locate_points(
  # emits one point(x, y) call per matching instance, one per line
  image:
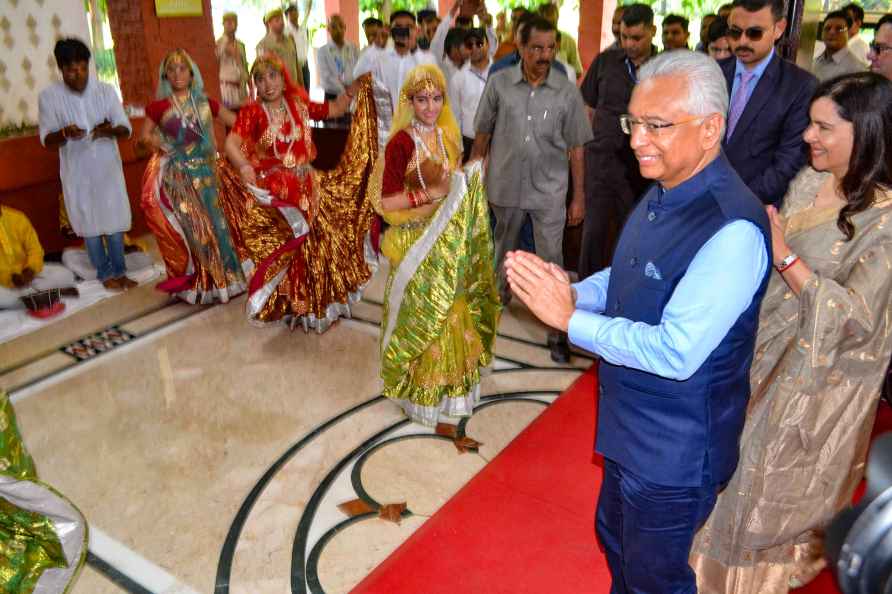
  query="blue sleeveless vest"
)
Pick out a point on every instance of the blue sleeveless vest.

++++

Brief = An exact copy of all the lines above is required, with the pictures removed.

Exercise answer =
locate_points(
  # emits one point(x, y) call per matching instance, one per line
  image:
  query="blue sleeveless vest"
)
Pick out a point on every instance of the blue sleeveless vest.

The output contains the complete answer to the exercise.